Although the flexibility in model selection can be considered a strength of LME regression analysis, the number of educated choices a researcher must make while developing and implementing models can be a challenge. For instance, the inclusion of interactions or random effects in LME models affects the regression coefficients and interpretation of fixed effects, which cannot properly be taken into account in the bivariate Pearson correlation analysis. Although stepwise regression methods are available as a systematic approach to choose an appropriate model, it is important for researchers to think deeply about the subject matter in order to determine whether the inclusion and interpretation of specific fixed and random effects are appropriate for the specific research question and study objective.
While the two ERP studies reported here are clearly limited in scope and depth of analysis, the side-by-side comparisons clearly demonstrate the limitations and inappropriateness of the Pearson approach as well as its inflated correlation estimation results for the data sets. Given that multiple analysis techniques (for example, waveform analysis, source localization, time-frequency analysis) can be applied to the same neurophysiological data in cognitive neuroscience research [54
], a cautionary note against the convenient use of the simple Pearson correlation test is necessary when selecting and applying statistical models to interpret brain-behavior correlations (e.g., biomarkers of various diseases and disorders) or correlations among the various brain measures with prior distributions and covariance structure for repeated measures.

Required work:
**a)** Copy the passage on LME regression and Pearson correlation from "While the two" to "for repeated measures.", inclusive, swapping "Pearson" for "Spearman".
**b)** The passage on LME regression and Pearson correlation gives examples of analysis techniques that can be applied to the same neurophysiological data. What three techniques does it list?

Extracted material:
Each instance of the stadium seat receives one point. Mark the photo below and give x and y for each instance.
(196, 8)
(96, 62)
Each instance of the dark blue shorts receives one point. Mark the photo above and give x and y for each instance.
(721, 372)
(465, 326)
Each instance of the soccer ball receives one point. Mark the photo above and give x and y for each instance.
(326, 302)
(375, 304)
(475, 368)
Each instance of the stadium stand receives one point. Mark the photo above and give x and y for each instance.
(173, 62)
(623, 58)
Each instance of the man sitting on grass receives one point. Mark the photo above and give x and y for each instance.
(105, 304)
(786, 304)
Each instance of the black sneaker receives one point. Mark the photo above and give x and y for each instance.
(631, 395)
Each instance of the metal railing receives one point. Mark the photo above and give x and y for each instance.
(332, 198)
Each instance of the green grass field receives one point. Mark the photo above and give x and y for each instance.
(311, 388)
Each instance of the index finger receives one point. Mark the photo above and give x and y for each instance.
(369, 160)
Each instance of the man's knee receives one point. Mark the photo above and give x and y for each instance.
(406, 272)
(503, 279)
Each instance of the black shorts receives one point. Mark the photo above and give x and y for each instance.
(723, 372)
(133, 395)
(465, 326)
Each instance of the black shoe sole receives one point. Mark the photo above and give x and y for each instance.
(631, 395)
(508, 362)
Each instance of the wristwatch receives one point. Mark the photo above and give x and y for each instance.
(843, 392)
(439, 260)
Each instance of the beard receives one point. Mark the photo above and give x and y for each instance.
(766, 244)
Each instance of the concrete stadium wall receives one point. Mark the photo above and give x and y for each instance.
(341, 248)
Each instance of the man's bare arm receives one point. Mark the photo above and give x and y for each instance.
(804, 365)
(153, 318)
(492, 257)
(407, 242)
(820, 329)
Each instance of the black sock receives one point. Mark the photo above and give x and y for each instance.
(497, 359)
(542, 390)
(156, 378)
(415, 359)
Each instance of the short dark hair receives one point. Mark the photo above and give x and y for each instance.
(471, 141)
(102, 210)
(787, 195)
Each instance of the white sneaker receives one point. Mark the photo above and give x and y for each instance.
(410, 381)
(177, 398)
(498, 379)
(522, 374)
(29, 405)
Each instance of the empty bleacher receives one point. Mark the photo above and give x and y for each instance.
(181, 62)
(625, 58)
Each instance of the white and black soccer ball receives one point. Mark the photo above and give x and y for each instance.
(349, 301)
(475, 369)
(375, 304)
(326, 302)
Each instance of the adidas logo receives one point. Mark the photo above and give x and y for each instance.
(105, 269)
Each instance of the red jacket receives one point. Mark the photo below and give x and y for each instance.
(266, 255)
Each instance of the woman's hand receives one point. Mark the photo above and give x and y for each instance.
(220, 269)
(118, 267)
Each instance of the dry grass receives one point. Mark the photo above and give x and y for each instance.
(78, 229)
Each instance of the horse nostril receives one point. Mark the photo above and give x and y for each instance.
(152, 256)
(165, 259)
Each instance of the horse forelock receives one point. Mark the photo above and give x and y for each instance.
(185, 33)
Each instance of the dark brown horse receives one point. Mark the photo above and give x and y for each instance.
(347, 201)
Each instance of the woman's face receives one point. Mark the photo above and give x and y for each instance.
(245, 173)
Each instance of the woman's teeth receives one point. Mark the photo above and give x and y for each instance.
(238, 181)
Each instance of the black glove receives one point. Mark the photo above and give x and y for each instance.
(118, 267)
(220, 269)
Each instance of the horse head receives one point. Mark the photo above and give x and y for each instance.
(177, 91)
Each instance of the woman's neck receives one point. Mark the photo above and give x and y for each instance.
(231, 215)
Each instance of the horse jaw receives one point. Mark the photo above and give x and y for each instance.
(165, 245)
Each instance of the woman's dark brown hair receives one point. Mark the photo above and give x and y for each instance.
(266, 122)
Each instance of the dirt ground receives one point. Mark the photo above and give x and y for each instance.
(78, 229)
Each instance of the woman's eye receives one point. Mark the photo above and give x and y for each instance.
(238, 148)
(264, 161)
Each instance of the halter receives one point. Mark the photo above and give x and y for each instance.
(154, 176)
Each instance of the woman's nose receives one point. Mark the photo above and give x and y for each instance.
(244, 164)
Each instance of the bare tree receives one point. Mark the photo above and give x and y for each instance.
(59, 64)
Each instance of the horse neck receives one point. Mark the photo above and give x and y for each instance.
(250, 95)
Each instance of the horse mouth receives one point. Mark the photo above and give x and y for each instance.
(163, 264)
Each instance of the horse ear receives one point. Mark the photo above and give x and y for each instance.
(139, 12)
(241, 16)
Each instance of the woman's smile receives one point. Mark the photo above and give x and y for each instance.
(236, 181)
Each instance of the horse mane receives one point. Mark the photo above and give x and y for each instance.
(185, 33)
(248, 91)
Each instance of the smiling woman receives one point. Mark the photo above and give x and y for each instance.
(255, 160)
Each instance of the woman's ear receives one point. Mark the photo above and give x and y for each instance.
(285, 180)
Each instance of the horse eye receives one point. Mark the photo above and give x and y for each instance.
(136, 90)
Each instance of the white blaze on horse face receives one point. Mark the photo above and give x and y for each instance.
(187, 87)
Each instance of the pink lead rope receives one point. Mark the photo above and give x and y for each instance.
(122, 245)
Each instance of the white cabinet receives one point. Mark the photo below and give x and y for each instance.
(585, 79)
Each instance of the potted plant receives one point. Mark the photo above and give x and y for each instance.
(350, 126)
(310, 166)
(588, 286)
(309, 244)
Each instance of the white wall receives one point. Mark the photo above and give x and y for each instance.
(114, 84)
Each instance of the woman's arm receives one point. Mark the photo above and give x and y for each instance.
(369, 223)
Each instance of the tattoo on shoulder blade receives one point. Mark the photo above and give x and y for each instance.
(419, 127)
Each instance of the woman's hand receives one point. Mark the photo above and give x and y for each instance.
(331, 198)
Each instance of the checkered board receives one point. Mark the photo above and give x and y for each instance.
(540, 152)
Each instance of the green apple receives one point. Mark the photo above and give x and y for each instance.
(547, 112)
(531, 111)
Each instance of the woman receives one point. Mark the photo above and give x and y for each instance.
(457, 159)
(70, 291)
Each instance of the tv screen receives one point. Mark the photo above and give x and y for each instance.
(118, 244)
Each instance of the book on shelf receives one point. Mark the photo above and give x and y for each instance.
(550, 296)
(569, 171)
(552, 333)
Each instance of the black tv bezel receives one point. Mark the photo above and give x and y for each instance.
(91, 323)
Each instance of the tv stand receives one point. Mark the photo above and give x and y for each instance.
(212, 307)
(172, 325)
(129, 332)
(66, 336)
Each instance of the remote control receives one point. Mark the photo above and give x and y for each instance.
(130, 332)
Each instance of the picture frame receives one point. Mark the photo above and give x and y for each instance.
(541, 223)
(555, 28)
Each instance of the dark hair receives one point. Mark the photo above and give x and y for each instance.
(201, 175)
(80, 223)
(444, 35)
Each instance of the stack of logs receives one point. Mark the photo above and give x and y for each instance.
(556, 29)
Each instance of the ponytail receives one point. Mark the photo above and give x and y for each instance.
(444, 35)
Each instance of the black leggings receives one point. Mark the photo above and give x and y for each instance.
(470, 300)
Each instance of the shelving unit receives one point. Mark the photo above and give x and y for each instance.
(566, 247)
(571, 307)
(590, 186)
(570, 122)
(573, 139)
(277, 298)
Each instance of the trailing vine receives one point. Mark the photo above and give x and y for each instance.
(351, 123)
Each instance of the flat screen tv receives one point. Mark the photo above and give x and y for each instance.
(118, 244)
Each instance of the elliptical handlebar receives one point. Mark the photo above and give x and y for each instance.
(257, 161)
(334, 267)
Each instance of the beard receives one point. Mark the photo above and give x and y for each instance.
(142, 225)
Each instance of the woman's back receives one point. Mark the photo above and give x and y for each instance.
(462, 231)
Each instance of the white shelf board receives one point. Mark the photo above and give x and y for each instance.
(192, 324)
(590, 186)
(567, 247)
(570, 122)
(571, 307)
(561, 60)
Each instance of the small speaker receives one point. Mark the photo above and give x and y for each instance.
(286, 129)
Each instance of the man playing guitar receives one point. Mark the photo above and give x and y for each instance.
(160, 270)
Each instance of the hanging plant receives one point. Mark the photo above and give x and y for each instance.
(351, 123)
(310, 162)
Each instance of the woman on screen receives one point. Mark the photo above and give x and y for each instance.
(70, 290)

Results in order:
**a)**
While the two ERP studies reported here are clearly limited in scope and depth of analysis, the side-by-side comparisons clearly demonstrate the limitations and inappropriateness of the Spearman approach as well as its inflated correlation estimation results for the data sets. Given that multiple analysis techniques (for example, waveform analysis, source localization, time-frequency analysis) can be applied to the same neurophysiological data in cognitive neuroscience research [54
], a cautionary note against the convenient use of the simple Spearman correlation test is necessary when selecting and applying statistical models to interpret brain-behavior correlations (e.g., biomarkers of various diseases and disorders) or correlations among the various brain measures with prior distributions and covariance structure for repeated measures.

**b)** Waveform analysis, source localization, and time-frequency analysis.